Exercise: Extend the forum thread about a bottle of homemade Nocturnal wine, picking up right after its last sentence.

begin Page extract

Okay, I uncorked a bottle of Nocturnal on which the yeast was dropped on July 31st, 2017. The raspberry and plum notes are there, the woodsmoke not so much, and nothing but the subtlest hint of the oaking regime as prescribed by the kit instructions. So I'd describe it as a bit fruit forwardy, just a little, with a nose that dissipates a little quicker than I'd like and a finish that lingers, but maybe not as long as I'd like. It went down sumptuously with some roast beef, of the North American Arby's variety. I like it better than old Vieux, and it's comparable to some of the cheaper Southern Rhones I've had. If it was in WE's lineup I'd definitely do it again based on the 16 month mark. We'll see what it develops into.


----------



## sour_grapes (Nov 18, 2018)

LouisCKpasteur said:


> It went down sumptuously with some roast beef, of the North American Arby's variety.



Now _that_ is a good line! 



> I like it better than old Vieux


Better than "old old"? This reminds me that saying "The La Brea Tar Pits" is actually saying "The The Tar Tar Pits."

end Page extract
begin Information supplied

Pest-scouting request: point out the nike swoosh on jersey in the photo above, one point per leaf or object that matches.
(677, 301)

end Information supplied

Result for this exercise:
----------



## LouisCKpasteur (Nov 19, 2018)

I know enough French that I shoulda known better.


----------



## cmason1957 (Nov 19, 2018)

I know little or no French, so I didn't catch the unintential fax pass.


----------



## sour_grapes (Nov 19, 2018)

LouisCKpasteur said:


> I know enough French that I shoulda known better.



Oh, I don't think there was anything wrong with what you wrote! What else could you say? The two "olds" were referring to two different things!

C.f. Torpenhow Hill : "Hill hill hill hill."


----------



## LouisCKpasteur (Nov 19, 2018)

The French are very testy about their appellations. So Vieux Chateau du Roi and the Eclipse Nocturne are, at least in the case of the former for sure, clever workarounds for Chateauneuf du Pape. I like how they're tety about their appellations, but this all starts with them swiping the Papacy from Rome and installing it in Avignon in the early 14th century - but whether it is the Chateau of the Pope (Pape) or the King (Roi) it is my favorite!


----------



## sour_grapes (Nov 19, 2018)

LouisCKpasteur said:


> The French are very testy about their appellations. So Vieux Chateau du Roi and the Eclipse Nocturne are, at least in the case of the former for sure, clever workarounds for Chateauneuf du Pape. I like how they're tety about their appellations, but this all starts with them swiping the Papacy from Rome and installing it in Avignon in the early 14th century - but whether it is the Chateau of the Pope (Pape) or the King (Roi) it is my favorite!



Since this picture is in my "wine pictures" folder, let's publish it again!


----------



## LouisCKpasteur (Nov 19, 2018)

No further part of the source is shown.